REQUEST
Rewrite all the entries below as a two-column CSV with the headers caption_query and boxes. Give one row per entry, with its caption text in one quoted field and all of its boxes in the other, line breaks turned into spaces, and leave out the pictures.

ROWS
....

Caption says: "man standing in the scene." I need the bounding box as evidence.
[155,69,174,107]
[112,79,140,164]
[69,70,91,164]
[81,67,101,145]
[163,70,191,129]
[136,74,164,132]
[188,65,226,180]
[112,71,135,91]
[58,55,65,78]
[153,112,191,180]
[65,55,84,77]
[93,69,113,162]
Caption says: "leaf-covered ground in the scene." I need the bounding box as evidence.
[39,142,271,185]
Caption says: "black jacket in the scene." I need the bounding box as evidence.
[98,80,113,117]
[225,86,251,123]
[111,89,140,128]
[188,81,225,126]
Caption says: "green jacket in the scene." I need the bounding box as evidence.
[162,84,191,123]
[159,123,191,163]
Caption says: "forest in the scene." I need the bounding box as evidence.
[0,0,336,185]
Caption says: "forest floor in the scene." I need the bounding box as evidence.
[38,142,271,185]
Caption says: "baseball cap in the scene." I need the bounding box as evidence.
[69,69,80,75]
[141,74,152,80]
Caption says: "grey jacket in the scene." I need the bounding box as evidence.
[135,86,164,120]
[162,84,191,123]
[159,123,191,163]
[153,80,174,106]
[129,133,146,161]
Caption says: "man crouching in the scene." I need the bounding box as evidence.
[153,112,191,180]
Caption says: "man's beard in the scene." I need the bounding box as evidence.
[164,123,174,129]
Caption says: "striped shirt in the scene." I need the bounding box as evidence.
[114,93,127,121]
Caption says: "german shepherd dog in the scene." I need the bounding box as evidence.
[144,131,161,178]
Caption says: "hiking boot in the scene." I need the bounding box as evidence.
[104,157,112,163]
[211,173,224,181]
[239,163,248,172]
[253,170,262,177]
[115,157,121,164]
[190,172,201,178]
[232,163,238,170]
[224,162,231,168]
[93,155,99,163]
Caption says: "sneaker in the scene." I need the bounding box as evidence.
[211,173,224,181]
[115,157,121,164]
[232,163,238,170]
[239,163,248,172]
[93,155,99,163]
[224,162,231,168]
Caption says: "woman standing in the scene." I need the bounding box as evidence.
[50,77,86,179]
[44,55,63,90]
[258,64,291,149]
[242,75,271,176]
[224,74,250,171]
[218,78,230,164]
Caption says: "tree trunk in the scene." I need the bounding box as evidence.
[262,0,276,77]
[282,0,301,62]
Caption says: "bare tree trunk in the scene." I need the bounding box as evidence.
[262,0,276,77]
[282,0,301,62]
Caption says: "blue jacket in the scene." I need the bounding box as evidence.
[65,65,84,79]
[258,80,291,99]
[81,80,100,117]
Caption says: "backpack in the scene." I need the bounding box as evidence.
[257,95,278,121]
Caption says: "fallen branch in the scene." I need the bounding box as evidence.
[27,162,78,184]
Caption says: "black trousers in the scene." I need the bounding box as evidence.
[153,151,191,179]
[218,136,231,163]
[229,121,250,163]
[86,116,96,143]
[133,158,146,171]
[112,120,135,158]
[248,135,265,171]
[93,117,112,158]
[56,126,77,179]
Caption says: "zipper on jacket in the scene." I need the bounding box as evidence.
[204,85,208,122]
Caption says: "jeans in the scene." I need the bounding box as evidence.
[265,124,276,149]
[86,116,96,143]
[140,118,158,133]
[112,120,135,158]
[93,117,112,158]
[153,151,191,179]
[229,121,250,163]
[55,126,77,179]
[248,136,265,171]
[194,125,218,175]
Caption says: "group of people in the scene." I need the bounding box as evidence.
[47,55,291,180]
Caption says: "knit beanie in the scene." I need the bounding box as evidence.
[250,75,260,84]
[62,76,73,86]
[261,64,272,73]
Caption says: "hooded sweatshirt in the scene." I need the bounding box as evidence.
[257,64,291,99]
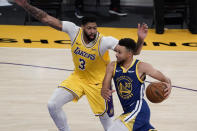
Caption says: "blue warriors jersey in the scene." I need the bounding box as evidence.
[113,59,145,114]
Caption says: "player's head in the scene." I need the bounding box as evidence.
[116,38,136,64]
[81,17,97,42]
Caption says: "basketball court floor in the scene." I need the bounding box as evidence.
[0,25,197,131]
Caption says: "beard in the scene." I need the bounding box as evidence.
[84,31,96,42]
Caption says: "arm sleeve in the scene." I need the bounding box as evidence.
[62,21,80,42]
[99,36,118,55]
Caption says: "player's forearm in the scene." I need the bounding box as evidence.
[134,38,144,55]
[23,3,48,21]
[23,3,62,30]
[157,71,171,85]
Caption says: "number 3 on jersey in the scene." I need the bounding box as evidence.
[79,58,86,70]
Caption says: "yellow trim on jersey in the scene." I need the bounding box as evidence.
[120,59,136,73]
[58,86,79,100]
[113,61,117,76]
[71,28,80,46]
[136,61,144,83]
[118,113,136,131]
[95,100,108,116]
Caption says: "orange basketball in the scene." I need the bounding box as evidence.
[146,82,167,103]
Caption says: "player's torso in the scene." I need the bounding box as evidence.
[113,60,144,113]
[71,29,109,84]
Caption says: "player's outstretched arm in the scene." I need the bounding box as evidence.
[15,0,62,30]
[138,62,172,98]
[134,23,148,55]
[101,62,115,101]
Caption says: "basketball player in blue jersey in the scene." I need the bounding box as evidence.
[15,0,148,131]
[101,38,171,131]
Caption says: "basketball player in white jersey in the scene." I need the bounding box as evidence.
[15,0,148,131]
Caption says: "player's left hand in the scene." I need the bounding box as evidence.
[137,23,148,41]
[101,88,115,101]
[163,82,172,99]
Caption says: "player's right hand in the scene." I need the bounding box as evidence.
[14,0,27,7]
[101,88,115,101]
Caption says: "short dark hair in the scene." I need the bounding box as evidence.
[81,16,96,25]
[118,38,136,51]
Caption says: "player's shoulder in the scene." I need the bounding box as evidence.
[101,36,118,42]
[107,61,116,70]
[138,61,152,70]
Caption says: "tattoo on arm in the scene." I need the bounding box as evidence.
[24,4,48,21]
[24,4,62,30]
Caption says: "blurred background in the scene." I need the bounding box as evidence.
[0,0,197,34]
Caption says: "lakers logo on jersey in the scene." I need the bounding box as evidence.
[116,76,133,99]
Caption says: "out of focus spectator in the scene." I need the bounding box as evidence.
[75,0,84,19]
[75,0,127,19]
[109,0,127,16]
[0,0,12,6]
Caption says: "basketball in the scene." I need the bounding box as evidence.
[146,82,167,103]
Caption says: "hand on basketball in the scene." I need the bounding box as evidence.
[137,23,148,40]
[163,82,172,99]
[14,0,27,7]
[101,88,115,101]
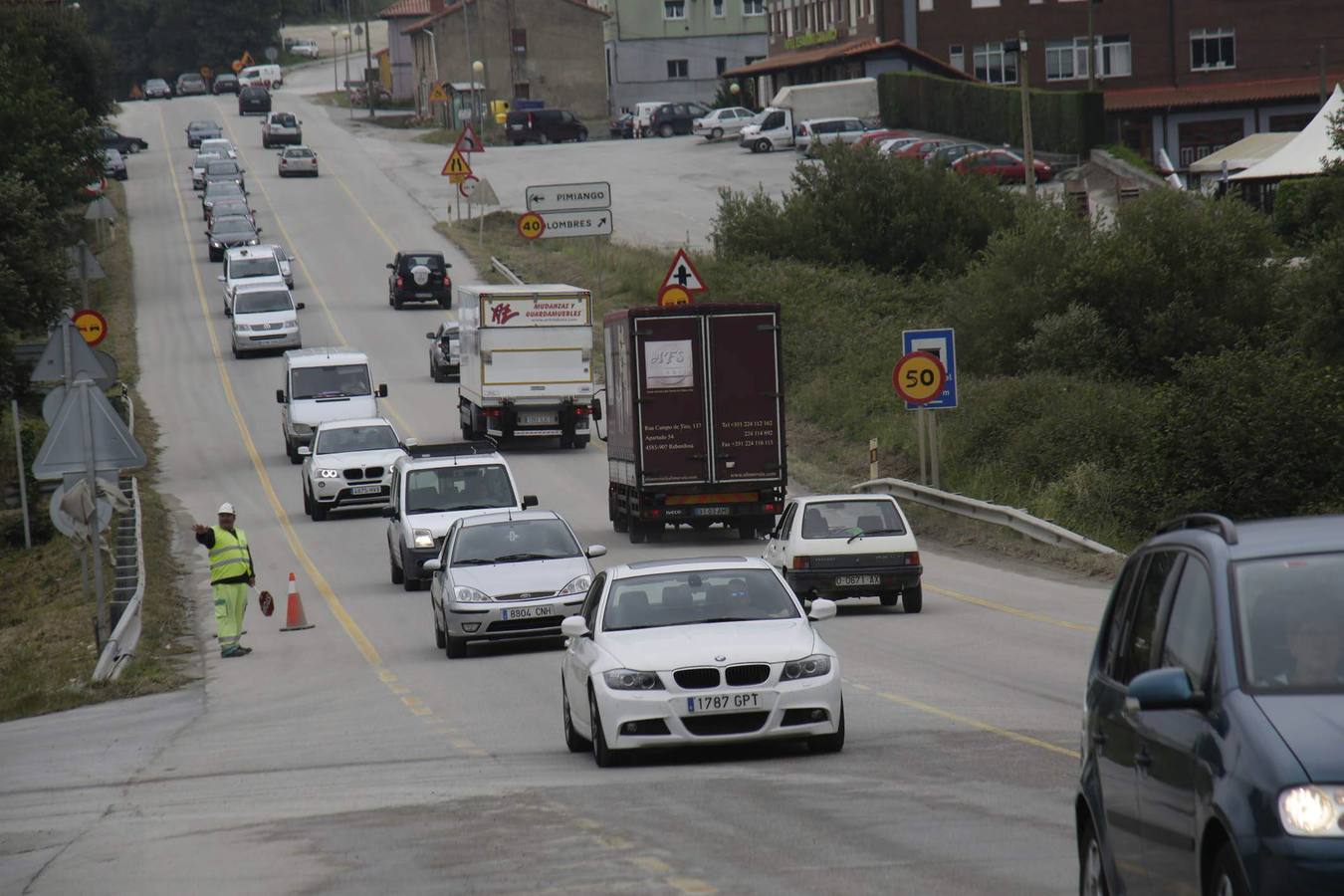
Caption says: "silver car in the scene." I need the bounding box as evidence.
[423,511,606,658]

....

EXERCISE SOLUTION
caption_query,boxes
"Caption says: ""man standing in the scene."" I need the bounding box as evidence.","[155,69,174,107] [112,79,140,164] [69,70,91,164] [81,67,101,145] [163,70,191,129] [136,74,164,132] [188,65,226,180] [112,71,135,91] [58,55,65,78] [153,112,191,180] [65,55,84,77] [93,69,113,162]"
"Caption says: ""leaf-covered ground in the scene."" I need the bounding box as evidence.","[39,142,271,185]"
"Caption says: ""black jacket in the scene."" I need the bounding box as evidence.","[98,80,113,117] [225,86,251,123] [111,89,140,128] [188,81,225,126]"
"Caption says: ""green jacket in the scene."" I need the bounding box as evidence.","[162,84,191,123] [159,123,191,163]"
"Caption says: ""forest in the scene."" I need the bounding box as evidence.","[0,0,336,185]"
"Caption says: ""forest floor in the scene."" I need the bounding box as evidence.","[38,142,271,185]"
"Caption says: ""baseball cap in the scene."" I need the bounding box as evidence.","[69,69,80,75] [141,74,152,80]"
"Caption says: ""grey jacket in the scene."" I need the bounding box as evidence.","[135,86,164,120] [162,84,191,123] [159,123,191,163] [153,80,174,106] [129,133,146,161]"
"Caption says: ""man crouching in the scene."" I need the bounding box as evidence.","[153,112,191,180]"
"Caption says: ""man's beard in the scene."" I need the bounding box as evidence.","[164,123,174,129]"
"Caption says: ""striped shirt in the scene."" I need the bounding box as evidence.","[114,93,127,121]"
"Caption says: ""german shepherd dog in the scene."" I need the bounding box as evidence.","[144,131,161,178]"
"Caption says: ""hiking boot in the scene."" I need the bounding box as evidence.","[104,157,112,163] [211,173,224,181] [239,163,248,172] [253,170,262,177] [115,157,121,164] [190,172,201,178] [232,163,238,170] [224,162,231,168] [93,155,99,163]"
"Caption says: ""sneaker in the scene."" I need the bounding box as evidence.","[211,173,224,181] [115,157,121,164] [232,163,238,170] [239,163,248,172] [93,155,99,163] [224,162,231,168]"
"Caption says: ""woman standing in the scene."" I need the bounding box as evidence.","[50,77,86,179] [44,55,63,90] [258,64,291,149] [242,75,271,176] [224,74,250,171] [218,78,230,164]"
"Caption says: ""tree trunk in the scene."" I need the bounding box as evidence.","[262,0,276,77] [282,0,301,62]"
"Caption says: ""bare tree trunk in the scene."" I need the bounding box as evidence.","[262,0,276,77] [282,0,301,62]"
"Caption says: ""blue jacket in the scene."" I need the bounding box as evidence.","[65,65,84,79] [258,80,291,99] [81,80,100,117]"
"Caption says: ""backpack in the scene."" I need the bounding box as evidence.","[257,95,278,121]"
"Caption says: ""fallen branch in the scene."" I need the bounding box as evidence.","[27,162,78,184]"
"Caption says: ""black trousers in the scene."" I need the bounding box as evidence.","[153,151,191,179] [218,136,231,163] [229,121,250,163] [86,116,96,143] [133,158,146,171] [112,120,135,158] [248,135,265,171] [93,117,112,158] [56,126,77,179]"
"Caption says: ""zipper on jacket in the scene."" I need the bounding box as evidence.","[204,85,208,122]"
"Caption says: ""jeans in the scene."" I need the bounding box as evidence.","[265,124,276,149] [86,116,96,143] [140,118,158,133] [112,120,135,158] [93,117,112,158] [153,151,191,179] [229,121,250,163] [55,126,77,179] [248,136,265,171] [194,125,218,175]"
"Caption says: ""group of people in the scene."" I need the bounding box as evidence.","[47,55,291,180]"
"Caption says: ""knit beanie in the scene."" I need the bounding box as evidence.","[250,75,260,84] [62,76,73,86] [261,64,272,73]"
"Caption says: ""hooded sweatshirt in the scene."" I need the bounding box as evidence.","[257,64,291,99]"
"Caption says: ""blue warriors jersey in the scene."" I need the bounding box as evidence.","[113,59,145,114]"
"Caption says: ""player's head in the scene."" I need the bounding box as evidence.","[116,38,136,64] [81,17,97,42]"
"Caption says: ""basketball court floor in the scene."" I need the bounding box as evidence.","[0,25,197,131]"
"Caption says: ""beard in the scene."" I need the bounding box as evidence.","[84,31,96,42]"
"Caption says: ""arm sleeve in the scene."" I need the bounding box as evidence.","[62,21,80,42] [99,36,118,55]"
"Caption says: ""player's forearm in the scene."" I need the bounding box as evidence.","[134,38,144,55] [23,3,48,21] [23,3,62,30] [157,71,171,85]"
"Caption says: ""number 3 on jersey in the scene."" I need the bounding box as evidence.","[79,58,86,70]"
"Caption says: ""yellow trim on jersey in the scene."" I need the bounding box as evidence.","[120,59,136,73] [58,86,79,100] [113,61,117,76] [71,28,80,46] [136,61,144,83] [118,113,136,131] [95,100,108,116]"
"Caption says: ""orange basketball in the scene."" I need the bounding box as evidence.","[146,82,167,103]"
"Caption says: ""player's torso in the scene."" I need the bounding box as evidence.","[113,60,144,113] [71,29,109,84]"
"Caption says: ""player's outstretched arm in the scene."" I need the bounding box as evidence.","[15,0,62,30] [138,62,172,98] [134,23,148,55] [101,62,115,101]"
"Caption says: ""basketball player in blue jersey in the scene."" I need the bounding box as evidence.","[15,0,148,131] [101,38,171,131]"
"Caption says: ""basketball player in white jersey in the scene."" I need the bounding box as evidence.","[15,0,148,131]"
"Caption says: ""player's left hand in the scene."" I need the bounding box as evidence.","[137,23,148,41] [101,88,115,101] [163,82,172,99]"
"Caption says: ""player's right hand in the scene."" I need the bounding box as evidence.","[14,0,27,7] [101,88,115,101]"
"Caption says: ""short dark hair in the scene."" I need the bounding box as evidence.","[81,16,96,25] [118,38,136,51]"
"Caption says: ""player's shoulder in the scene."" I need the bounding box as evidence.","[101,36,118,42] [107,61,116,70] [138,61,152,70]"
"Caption says: ""tattoo on arm in the scene."" I need the bounding box as evidence.","[24,4,48,21] [24,4,62,30]"
"Caption says: ""blurred background in the scene."" I need the bounding box as evidence.","[0,0,197,34]"
"Caption says: ""lakers logo on jersey in the scene."" I need the bounding box as evidence.","[116,76,133,99]"
"Caption says: ""out of focus spectator in the scene."" I need the bounding box as evidence.","[75,0,84,19] [75,0,127,19] [109,0,127,16] [0,0,12,6]"
"Caption says: ""basketball in the scene."" I need the bounding box as evidence.","[146,82,167,103]"
"Caption says: ""hand on basketball in the scene."" I need the bounding box as evidence.","[137,23,148,40] [163,82,172,99] [14,0,27,7] [101,88,115,101]"
"Caption says: ""silver car in the scene."" I need the bounding box as evidence.","[423,511,606,658]"